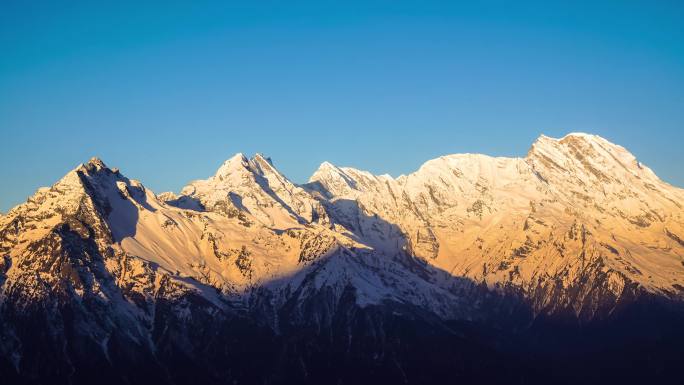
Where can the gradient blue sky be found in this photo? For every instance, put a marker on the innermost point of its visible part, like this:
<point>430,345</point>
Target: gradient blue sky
<point>167,91</point>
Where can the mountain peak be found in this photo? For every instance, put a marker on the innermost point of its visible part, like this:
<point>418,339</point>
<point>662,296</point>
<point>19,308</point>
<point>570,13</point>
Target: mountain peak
<point>95,164</point>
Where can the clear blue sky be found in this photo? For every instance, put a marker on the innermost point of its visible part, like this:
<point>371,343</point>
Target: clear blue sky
<point>167,91</point>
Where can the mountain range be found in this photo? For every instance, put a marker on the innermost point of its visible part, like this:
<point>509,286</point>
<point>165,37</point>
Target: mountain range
<point>563,266</point>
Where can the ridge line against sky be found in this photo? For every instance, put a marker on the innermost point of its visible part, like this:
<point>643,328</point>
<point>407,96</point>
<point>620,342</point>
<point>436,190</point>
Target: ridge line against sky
<point>167,91</point>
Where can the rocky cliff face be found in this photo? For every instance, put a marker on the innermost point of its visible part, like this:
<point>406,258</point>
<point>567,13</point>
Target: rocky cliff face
<point>248,277</point>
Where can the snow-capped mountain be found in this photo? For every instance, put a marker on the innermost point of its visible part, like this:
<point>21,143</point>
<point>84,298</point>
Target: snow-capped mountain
<point>247,277</point>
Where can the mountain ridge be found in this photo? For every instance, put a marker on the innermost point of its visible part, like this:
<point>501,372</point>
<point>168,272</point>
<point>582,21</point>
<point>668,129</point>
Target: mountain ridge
<point>576,230</point>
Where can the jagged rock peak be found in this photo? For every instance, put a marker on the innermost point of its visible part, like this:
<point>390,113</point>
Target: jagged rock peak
<point>95,164</point>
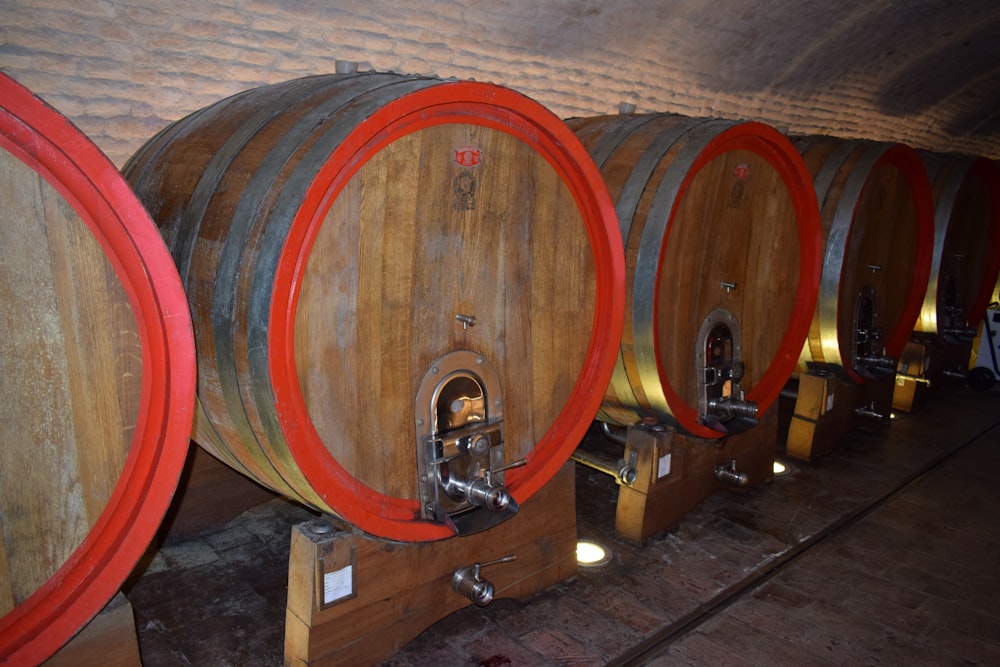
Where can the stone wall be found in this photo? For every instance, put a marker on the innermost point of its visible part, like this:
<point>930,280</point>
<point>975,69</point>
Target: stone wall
<point>122,70</point>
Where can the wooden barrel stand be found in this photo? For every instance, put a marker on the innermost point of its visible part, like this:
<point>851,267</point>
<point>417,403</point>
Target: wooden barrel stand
<point>355,600</point>
<point>964,266</point>
<point>877,225</point>
<point>675,472</point>
<point>722,245</point>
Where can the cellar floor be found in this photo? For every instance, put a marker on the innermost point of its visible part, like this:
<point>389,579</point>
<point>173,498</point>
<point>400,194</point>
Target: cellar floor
<point>883,552</point>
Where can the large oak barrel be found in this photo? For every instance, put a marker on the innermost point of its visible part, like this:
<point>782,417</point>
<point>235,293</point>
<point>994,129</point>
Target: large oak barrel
<point>97,395</point>
<point>966,255</point>
<point>722,242</point>
<point>877,218</point>
<point>378,265</point>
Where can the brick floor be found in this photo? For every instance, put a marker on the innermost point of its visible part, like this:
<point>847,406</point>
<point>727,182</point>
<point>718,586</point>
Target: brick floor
<point>882,553</point>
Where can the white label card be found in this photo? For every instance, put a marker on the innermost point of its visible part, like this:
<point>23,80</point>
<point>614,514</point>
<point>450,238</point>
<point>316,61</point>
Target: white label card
<point>664,466</point>
<point>338,584</point>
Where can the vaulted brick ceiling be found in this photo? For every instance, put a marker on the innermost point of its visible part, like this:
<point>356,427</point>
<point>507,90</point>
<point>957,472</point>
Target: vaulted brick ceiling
<point>924,72</point>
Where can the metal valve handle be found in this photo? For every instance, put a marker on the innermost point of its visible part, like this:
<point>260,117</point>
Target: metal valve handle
<point>466,581</point>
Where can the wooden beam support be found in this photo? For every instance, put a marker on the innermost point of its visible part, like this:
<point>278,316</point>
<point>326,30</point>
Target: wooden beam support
<point>356,600</point>
<point>676,472</point>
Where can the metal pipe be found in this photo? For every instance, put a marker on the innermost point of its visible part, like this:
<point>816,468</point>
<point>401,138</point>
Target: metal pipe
<point>869,411</point>
<point>621,471</point>
<point>731,474</point>
<point>609,431</point>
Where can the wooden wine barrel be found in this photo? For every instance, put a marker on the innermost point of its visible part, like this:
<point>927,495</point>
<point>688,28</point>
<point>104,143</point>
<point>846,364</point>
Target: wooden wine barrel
<point>966,254</point>
<point>97,361</point>
<point>721,229</point>
<point>877,217</point>
<point>347,239</point>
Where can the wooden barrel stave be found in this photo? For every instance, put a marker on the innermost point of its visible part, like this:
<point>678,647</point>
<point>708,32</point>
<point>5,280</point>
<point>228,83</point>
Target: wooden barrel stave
<point>327,212</point>
<point>875,210</point>
<point>98,391</point>
<point>651,165</point>
<point>966,255</point>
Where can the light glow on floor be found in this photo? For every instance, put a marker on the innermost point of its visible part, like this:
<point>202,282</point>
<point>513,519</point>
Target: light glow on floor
<point>591,554</point>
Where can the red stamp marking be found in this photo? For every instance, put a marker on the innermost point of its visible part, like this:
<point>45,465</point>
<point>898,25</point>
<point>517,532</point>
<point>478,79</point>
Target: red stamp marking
<point>468,156</point>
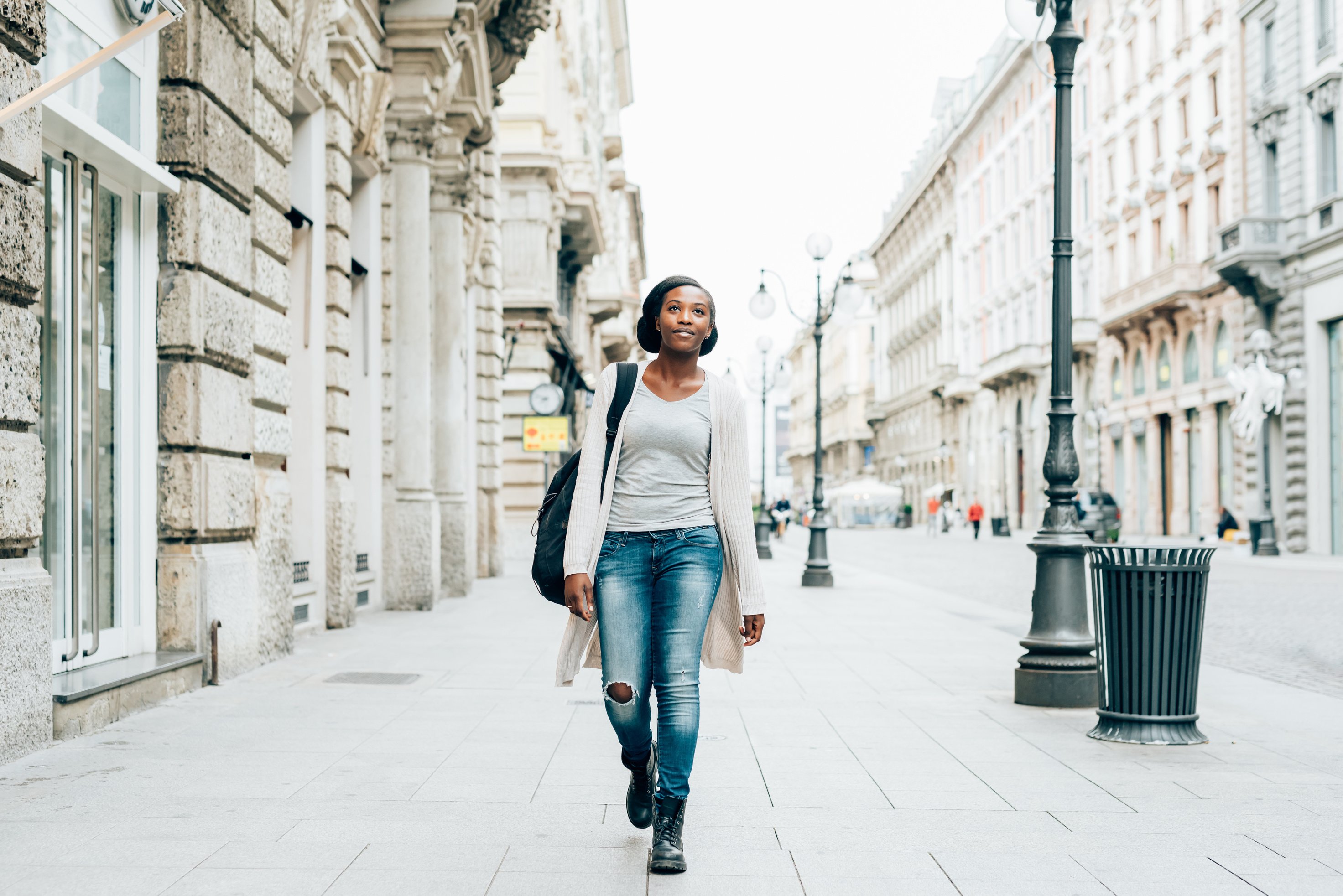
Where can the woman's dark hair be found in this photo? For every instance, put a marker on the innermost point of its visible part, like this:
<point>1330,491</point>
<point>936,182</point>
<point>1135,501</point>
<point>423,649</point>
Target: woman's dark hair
<point>649,336</point>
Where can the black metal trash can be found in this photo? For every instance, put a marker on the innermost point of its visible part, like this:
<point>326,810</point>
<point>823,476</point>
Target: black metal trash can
<point>1149,613</point>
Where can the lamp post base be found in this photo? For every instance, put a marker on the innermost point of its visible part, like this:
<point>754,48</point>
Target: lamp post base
<point>1055,688</point>
<point>1059,668</point>
<point>817,574</point>
<point>763,551</point>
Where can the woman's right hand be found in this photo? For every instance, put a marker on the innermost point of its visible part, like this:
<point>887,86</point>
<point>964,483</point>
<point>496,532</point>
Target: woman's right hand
<point>578,596</point>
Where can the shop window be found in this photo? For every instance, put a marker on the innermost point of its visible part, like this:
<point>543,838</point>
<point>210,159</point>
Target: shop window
<point>1190,359</point>
<point>1221,350</point>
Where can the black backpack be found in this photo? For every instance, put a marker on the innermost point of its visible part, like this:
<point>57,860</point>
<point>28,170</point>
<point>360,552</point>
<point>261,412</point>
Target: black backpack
<point>552,520</point>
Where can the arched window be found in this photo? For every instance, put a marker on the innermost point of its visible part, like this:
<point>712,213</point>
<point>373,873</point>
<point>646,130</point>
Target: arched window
<point>1221,351</point>
<point>1163,366</point>
<point>1190,359</point>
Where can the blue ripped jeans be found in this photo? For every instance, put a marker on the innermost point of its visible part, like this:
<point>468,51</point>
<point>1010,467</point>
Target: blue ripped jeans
<point>655,591</point>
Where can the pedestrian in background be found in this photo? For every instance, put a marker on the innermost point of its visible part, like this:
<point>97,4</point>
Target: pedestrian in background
<point>662,551</point>
<point>977,515</point>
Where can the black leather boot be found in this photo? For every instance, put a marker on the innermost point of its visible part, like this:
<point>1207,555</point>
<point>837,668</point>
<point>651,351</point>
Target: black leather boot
<point>668,852</point>
<point>644,782</point>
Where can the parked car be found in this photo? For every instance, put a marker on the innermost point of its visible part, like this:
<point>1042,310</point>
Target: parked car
<point>1099,515</point>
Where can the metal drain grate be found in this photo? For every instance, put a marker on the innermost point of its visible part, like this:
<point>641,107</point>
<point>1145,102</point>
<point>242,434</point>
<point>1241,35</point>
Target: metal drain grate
<point>372,678</point>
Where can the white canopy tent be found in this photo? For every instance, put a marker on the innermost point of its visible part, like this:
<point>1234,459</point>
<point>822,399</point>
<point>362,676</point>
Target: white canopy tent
<point>865,503</point>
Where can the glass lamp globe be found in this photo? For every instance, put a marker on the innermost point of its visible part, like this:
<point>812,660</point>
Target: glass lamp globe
<point>762,304</point>
<point>818,246</point>
<point>1022,19</point>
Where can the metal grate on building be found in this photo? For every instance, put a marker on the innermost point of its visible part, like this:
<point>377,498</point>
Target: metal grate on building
<point>372,678</point>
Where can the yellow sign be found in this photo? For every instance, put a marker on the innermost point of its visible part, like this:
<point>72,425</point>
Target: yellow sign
<point>546,435</point>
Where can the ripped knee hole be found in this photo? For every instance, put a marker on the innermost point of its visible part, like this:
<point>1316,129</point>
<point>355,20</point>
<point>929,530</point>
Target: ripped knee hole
<point>619,692</point>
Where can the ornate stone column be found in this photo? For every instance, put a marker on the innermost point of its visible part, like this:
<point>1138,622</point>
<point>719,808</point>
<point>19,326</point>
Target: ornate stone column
<point>454,382</point>
<point>416,520</point>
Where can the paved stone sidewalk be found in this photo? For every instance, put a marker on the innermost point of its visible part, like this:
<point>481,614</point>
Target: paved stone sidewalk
<point>872,747</point>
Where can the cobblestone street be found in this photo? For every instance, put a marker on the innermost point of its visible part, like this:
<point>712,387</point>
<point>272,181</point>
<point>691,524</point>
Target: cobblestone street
<point>1279,618</point>
<point>872,747</point>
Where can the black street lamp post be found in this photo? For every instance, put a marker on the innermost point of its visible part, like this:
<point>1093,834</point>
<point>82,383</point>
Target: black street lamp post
<point>765,523</point>
<point>1059,668</point>
<point>848,292</point>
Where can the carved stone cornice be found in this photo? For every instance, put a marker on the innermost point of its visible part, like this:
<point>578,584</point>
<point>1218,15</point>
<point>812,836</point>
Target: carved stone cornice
<point>1270,123</point>
<point>411,140</point>
<point>512,31</point>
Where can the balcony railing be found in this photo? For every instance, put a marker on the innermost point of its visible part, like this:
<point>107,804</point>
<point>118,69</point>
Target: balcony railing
<point>1249,254</point>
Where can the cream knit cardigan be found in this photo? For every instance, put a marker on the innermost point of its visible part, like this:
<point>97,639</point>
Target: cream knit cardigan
<point>730,496</point>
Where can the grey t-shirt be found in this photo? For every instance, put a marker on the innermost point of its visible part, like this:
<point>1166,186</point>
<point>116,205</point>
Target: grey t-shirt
<point>662,476</point>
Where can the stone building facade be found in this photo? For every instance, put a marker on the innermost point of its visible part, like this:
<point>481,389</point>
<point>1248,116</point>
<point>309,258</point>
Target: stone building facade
<point>1160,170</point>
<point>916,391</point>
<point>1283,253</point>
<point>848,352</point>
<point>253,323</point>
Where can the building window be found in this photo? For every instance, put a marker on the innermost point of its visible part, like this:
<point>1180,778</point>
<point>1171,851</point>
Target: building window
<point>1271,182</point>
<point>1329,156</point>
<point>1190,359</point>
<point>1221,350</point>
<point>1270,56</point>
<point>1187,250</point>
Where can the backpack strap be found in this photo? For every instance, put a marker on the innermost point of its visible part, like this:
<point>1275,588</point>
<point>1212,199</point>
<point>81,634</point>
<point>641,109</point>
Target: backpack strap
<point>626,377</point>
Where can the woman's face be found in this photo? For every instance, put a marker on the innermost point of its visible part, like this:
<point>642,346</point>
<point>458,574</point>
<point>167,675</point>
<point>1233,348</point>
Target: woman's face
<point>685,320</point>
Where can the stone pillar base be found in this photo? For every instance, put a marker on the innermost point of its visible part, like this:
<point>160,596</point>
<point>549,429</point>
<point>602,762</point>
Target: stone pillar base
<point>26,647</point>
<point>416,553</point>
<point>199,584</point>
<point>340,551</point>
<point>457,527</point>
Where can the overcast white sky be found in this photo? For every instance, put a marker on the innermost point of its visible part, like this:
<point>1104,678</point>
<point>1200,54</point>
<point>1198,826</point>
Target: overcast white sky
<point>759,121</point>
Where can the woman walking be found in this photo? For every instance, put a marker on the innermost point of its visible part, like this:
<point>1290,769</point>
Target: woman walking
<point>664,555</point>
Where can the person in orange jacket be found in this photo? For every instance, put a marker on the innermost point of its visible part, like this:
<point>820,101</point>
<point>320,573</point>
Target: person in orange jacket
<point>977,513</point>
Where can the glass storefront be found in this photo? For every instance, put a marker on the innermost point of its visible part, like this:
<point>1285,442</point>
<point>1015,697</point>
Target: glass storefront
<point>80,311</point>
<point>1337,433</point>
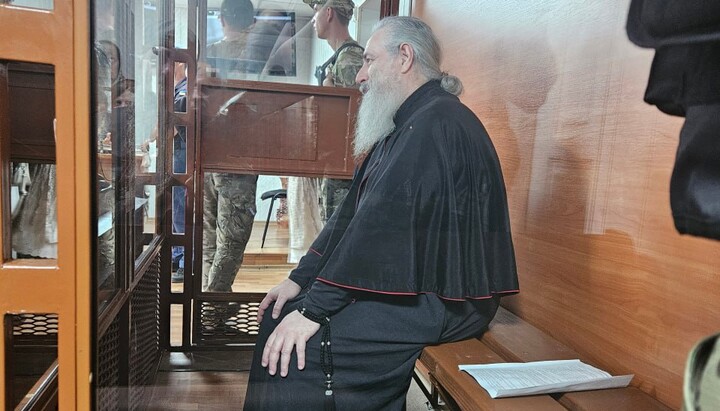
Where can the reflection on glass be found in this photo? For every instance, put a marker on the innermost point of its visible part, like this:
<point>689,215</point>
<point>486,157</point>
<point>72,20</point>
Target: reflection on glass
<point>33,189</point>
<point>30,358</point>
<point>274,45</point>
<point>176,325</point>
<point>33,4</point>
<point>178,268</point>
<point>228,214</point>
<point>34,213</point>
<point>241,41</point>
<point>181,24</point>
<point>180,150</point>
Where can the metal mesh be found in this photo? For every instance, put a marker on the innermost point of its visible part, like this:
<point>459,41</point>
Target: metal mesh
<point>144,335</point>
<point>108,374</point>
<point>220,323</point>
<point>38,325</point>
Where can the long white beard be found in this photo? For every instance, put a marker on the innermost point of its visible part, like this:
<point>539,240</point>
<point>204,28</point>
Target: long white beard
<point>375,116</point>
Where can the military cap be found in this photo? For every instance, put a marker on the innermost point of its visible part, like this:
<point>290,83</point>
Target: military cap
<point>343,7</point>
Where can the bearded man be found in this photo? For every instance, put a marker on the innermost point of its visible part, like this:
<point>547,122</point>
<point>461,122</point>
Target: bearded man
<point>418,253</point>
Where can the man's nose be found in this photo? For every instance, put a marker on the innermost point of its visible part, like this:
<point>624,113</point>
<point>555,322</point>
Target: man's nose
<point>361,77</point>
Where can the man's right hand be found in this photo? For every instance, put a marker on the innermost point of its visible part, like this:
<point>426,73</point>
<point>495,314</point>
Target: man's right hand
<point>280,294</point>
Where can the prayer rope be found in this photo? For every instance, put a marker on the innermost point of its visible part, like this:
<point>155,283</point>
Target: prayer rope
<point>326,363</point>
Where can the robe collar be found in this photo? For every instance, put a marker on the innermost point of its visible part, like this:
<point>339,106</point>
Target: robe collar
<point>417,99</point>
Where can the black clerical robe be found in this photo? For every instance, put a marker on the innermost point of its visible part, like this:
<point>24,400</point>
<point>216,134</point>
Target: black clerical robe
<point>426,213</point>
<point>685,81</point>
<point>417,254</point>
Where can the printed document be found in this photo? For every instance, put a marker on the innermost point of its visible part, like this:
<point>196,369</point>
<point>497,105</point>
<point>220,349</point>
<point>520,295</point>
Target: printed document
<point>542,377</point>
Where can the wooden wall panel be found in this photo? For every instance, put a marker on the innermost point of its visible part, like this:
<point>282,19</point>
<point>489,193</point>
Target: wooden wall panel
<point>587,165</point>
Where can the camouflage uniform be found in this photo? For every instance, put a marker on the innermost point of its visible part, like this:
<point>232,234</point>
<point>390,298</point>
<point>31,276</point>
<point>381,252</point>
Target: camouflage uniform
<point>344,71</point>
<point>228,214</point>
<point>229,199</point>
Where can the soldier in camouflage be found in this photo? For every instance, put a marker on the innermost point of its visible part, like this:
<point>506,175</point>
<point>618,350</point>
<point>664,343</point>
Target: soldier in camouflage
<point>331,23</point>
<point>228,214</point>
<point>229,198</point>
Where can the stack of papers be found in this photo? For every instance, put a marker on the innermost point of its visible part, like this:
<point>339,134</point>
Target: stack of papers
<point>542,377</point>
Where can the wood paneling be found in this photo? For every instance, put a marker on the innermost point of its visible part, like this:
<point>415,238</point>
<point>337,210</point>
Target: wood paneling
<point>266,128</point>
<point>587,166</point>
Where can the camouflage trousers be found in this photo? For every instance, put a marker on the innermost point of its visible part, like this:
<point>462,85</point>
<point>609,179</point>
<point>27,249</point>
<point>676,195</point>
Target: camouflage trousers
<point>332,193</point>
<point>228,215</point>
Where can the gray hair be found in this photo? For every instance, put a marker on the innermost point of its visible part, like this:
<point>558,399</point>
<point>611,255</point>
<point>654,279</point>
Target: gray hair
<point>426,47</point>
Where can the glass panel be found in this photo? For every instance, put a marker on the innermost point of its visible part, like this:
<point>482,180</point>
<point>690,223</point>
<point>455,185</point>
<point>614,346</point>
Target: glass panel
<point>265,233</point>
<point>30,358</point>
<point>178,268</point>
<point>176,325</point>
<point>181,24</point>
<point>180,150</point>
<point>126,115</point>
<point>179,194</point>
<point>31,159</point>
<point>33,4</point>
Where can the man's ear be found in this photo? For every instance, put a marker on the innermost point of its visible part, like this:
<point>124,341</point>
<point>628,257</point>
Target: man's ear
<point>328,13</point>
<point>407,57</point>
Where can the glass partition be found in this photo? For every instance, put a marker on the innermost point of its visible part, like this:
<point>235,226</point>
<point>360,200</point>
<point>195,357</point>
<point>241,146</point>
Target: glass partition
<point>255,228</point>
<point>125,77</point>
<point>33,4</point>
<point>31,157</point>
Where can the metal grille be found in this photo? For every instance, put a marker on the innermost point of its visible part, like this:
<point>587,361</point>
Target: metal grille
<point>31,327</point>
<point>144,335</point>
<point>108,378</point>
<point>220,323</point>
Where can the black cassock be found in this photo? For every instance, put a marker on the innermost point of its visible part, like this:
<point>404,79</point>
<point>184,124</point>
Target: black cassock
<point>417,254</point>
<point>685,81</point>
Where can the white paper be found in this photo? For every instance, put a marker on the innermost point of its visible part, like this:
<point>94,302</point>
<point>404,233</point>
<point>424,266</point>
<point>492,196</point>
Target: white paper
<point>542,377</point>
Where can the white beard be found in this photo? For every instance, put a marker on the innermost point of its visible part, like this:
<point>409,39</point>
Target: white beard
<point>380,102</point>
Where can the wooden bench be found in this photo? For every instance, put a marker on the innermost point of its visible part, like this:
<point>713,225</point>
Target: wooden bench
<point>511,339</point>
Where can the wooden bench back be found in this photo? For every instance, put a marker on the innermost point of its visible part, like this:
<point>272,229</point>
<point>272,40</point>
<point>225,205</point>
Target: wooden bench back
<point>587,166</point>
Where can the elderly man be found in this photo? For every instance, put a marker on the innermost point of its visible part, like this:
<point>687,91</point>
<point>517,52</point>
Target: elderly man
<point>418,253</point>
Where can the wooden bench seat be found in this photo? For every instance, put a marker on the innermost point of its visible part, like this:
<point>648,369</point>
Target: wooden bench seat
<point>459,387</point>
<point>511,339</point>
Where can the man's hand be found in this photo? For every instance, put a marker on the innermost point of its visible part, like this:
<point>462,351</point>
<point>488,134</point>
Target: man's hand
<point>280,294</point>
<point>293,331</point>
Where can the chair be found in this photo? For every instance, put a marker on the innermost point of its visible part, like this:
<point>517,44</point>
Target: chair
<point>272,194</point>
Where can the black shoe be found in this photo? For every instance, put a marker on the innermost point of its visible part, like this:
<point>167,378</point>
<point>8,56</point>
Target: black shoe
<point>178,276</point>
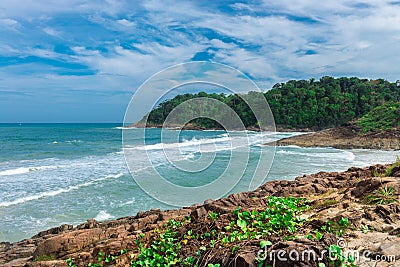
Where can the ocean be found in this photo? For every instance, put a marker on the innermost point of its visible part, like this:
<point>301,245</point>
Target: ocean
<point>52,174</point>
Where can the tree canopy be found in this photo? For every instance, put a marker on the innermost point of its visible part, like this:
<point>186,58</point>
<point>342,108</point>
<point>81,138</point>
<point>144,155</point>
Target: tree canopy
<point>317,104</point>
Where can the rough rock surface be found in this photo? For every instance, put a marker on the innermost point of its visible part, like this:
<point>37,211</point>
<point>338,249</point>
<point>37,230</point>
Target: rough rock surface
<point>345,137</point>
<point>333,195</point>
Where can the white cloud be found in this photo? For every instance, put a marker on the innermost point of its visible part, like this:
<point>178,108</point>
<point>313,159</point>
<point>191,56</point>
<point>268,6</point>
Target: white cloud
<point>52,32</point>
<point>9,22</point>
<point>126,22</point>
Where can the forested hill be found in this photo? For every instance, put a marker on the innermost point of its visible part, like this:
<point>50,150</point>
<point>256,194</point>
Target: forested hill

- **What the task requires**: Rescale the stretch of rows that opens with the line containing "Where can the robe" and closes with the line containing "<point>229,199</point>", both included, reproducing every line rather than only the answers. Multiply each coordinate in the answers by 1.75 and round to whole numbers, halves up, leaving all other numbers, such as the sample points, unchanged.

- **Solution for this task**:
Where can the robe collar be found in this photo? For every instance, put a marker on the innermost point of its visible part, like this:
<point>339,106</point>
Target: robe collar
<point>730,173</point>
Where can the black clerical robe be found in this photo? For every instance, put a marker on the innermost point of its visible part, like this:
<point>24,400</point>
<point>216,134</point>
Target: black clerical robe
<point>746,373</point>
<point>1199,142</point>
<point>730,445</point>
Where can the printed document be found in this photo? For every instance, put a marker on the innermost point of its visible part, like this:
<point>196,369</point>
<point>497,105</point>
<point>220,349</point>
<point>520,295</point>
Target: printed document
<point>949,660</point>
Where can the wooden wall panel be found in this photo? For every instance, put a marker on the innermost point of its visible part, like this:
<point>282,19</point>
<point>489,193</point>
Target: wooden wall panel
<point>1027,289</point>
Where can the camouflage uniform be found in this photo? For every instance, put a marker on the innermost point of its visible part, like this:
<point>232,234</point>
<point>390,298</point>
<point>31,276</point>
<point>381,252</point>
Target: camouflage uniform
<point>602,124</point>
<point>399,375</point>
<point>401,348</point>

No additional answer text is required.